▶ _KUTIPAN YANG DIBERIKAN_:
Kata juz terpakai untuk pria dan wanita (suami dan istri). Sedang arti asalnya adalah: bilangan dobel. Kemudian, terpakai untuk suami dan istri, karena pada hakekatnya suami dan istri itu , adalah dua insan yang berpadu, sehingga seolah-olah menjadi satu. Karena itu suami istri ini dipakai dua kata yang satu, sekalipun lahiriyahnya dua, tetapi intinya satu. Karena itu kedua suami istri ini dituntut untuk bersatu, seolah-olah menjadi mata bagi yang lainnya.
Hikmah dibatasi iddah istri yang ditinggal mati suaminya dengan empat bulan sepuluh hari itu, karena tujuan pokok iddah ialah “baraatur rahim” (kebersihan rahim, sedang janin itu terbentuk di dalam rahim dalam tiga fase: fase pertama berbentuk nutfah, fase kedua: berbentuk darah menggumpal, dan fase ketiga: berbentuk daging.
Ayat 235-237
Al-qura’an membolehkan meminang perempuan yang dalam iddah dengan cara sindiran, misalnya dengan ucapan: engkau ini seorang perempuan yang cantik, engkau perempuan yang saleh, engkau ini perempuan dermawan.
Zamarkasi berkata :’rahasia” uang dimaksud dalam ayat di atas adalah kinayah dari nikah yang nikah itu asal artinya ialah bercampur. Dan itulah yang dirahasiakan (dalam perkawinan itu). Janganlah engkau mendekat seorang gadis
Kemudian kata ini dipergunakan untuk arti “kawin” yang berarti ‘aqad karena akad itu suatu sebab terjadinya perkawinan.
Penyebutan kata “azam” dalam ayat itu adalah lil mubalaghah larangan yang sangat keras untuk mengadakan perkawinan dlam ‘iddah, karena ‘azam untuk perbuatan tersebut merupakan muqadiamahnya. Kalau azam saja sudah dilarang apalagi melakukannya.
Allah menggunakan kata menyentuh untuk arti bercampur, adalah suatu kinayah yang halus yang biasa digunakan al-quran.
Abu Muslim berkata: kinayah yang dipergunakan Allah ta’ala untuk bercampur dengan menyentuh itu, sebagai didikan buat manusia agar dalam percakapannya selalu memilih kata-kata yang baik.
Khitab dalam firman Allah: Bahwa memaafkan itu jalan terdekat dari taqwa” dan “jangan kamu lupakan kelebihan antara kamu” itu tertuju untuk pria dan wanita, yang disampaikan dengan mengambil cara pada umumnya.
Ar-Rozi berkata; apabila pria dan wanita itu hendak disebut secara bersamaan, maka pada umumnya cukup dengan menyebutkan pria. Sebab pria itu adalh pokok, sedang wanita adalah cabang. Misalnya anda mengatakan; Qaimun(laki-laki berdiri), kemudian anda hendak juga menyebutkan wanita, maka anda mengatakan Qaimatun (wanita berdiri)

▶ _TUGAS YANG DIBERIKAN A_: Sebutkan setiap tokoh yang pendapatnya dibuka dengan kata "berkata" dalam kutipan tentang pernikahan dan iddah ini.
▶ _TUGAS YANG DIBERIKAN B_: Teruskan kutipan tentang pernikahan dan iddah ini setelah kalimat terakhir yang tertulis.
Data yang disertakan tidak berhubungan dengan kutipan tentang pernikahan dan iddah ini.

▶ _DATA YANG TERSEDIA_:
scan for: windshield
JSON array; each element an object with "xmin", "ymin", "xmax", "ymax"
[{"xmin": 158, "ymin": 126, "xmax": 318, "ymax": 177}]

▶ _JAWABAN AKHIR A_: Zamarkasi, Abu Muslim, dan Ar-Rozi.

▶ _JAWABAN AKHIR B_:
Hikmah diwajibkan mut’ah(pemberian) kepada istri yang ditalak untuk menghilanhkan perasaan keganasan talak dan mengurangi kejahatan harta terhadap dirinya.
Ibnu Abbas berkata: apabila si laki-laki itu orang yang kaya, maka mut’ahnya berupa khadam (pelayan) dan apabila miskin, mut’ahnya berupa tiga helai baju.
Diriwayatkan, bahwa al-Hasan bin ‘Ali, pernah memberikan mut’ah sebanyak 10.000, lalu perempuan itu berkata: Mut’ah ini telalu kecil, dari seorang habib yang menceraikan”. Adapun sebab diceraikannya istrinya ‘aisah al-Khats’amiyah itu ialah: bahwa ketika ali terbunuh dan al-Hasan dibaiat sebagai khalifah, ‘Aisah mengatakan rupanya kekuasaan khalifah ini menyenangkan engkau, ya amiral mukminin! Maka jawab al-Hasan: ‘Ali terbunuh, sedang engkau dengan kedudukan ini? Pergi, engkau ku talak tiga! Begitulah, lalu ‘Aisah berselimut dengan jilbabnya, dan ia menanti hingga habis masa iddahnya. Lalu oleh al-Hasan dikirimkan sebanyak 10.000, serta mahar yang belum terbayar. Maka ‘Aisah berkomentar: suatu pemberian yang terlalu kecil, dari seorang habib yang menceraikan, setelah utusan itu menyampaikan kepada Hasan, maka Hasan menangis seraya berkata: seandainya aku tidak menjatuhkan talak bain kurujuk dia.
Al-Ahzab ayat 49
Firman allah” apabila kamu telah menikah dengan perempuan-perempuan mukminah” itu merupakan suatu isyarat, bahwa seorang mu’min harus selalu mencari ladang yang baik untuk meletakkan nutfahnya itu dan supaya ia menikah dengan perempuan mukminah yang suci, karena imannya itulah yang akan dapat melindungi harga dirinya sehingga ia tidak terjatuh ke dalam lembah perbuatan keji dan kotor.
Kewajiban iddah bagi perempuan itu dalam rangka melindungi nasab, sebab laki-laki itu dituntut untuk merasa cemburu atas anaknya dan memperhatikan nya supaya tanamannya itu tidak disirami oleh orang lain.
D. Kandungan Hukum
QS. Al-Baqarah Ayat 234
1. Apakah ayat ini bisa dijadikan sebagai nasikh ayat yang menerangkan tentang iddah setahun itu.
Jumhur ulama’ berpendapat bahwa ayat ini adalah nasikh ayat “Dan orang-orang yang meninggal dunia di antara kamu, dan meninggalkan istri-istri hendaklah ia berwasiat untuk istri-istrinya itu supaya diberi kmakan setahun dengan tidak boleh diusir.” (QS. Al-Baqarah:240)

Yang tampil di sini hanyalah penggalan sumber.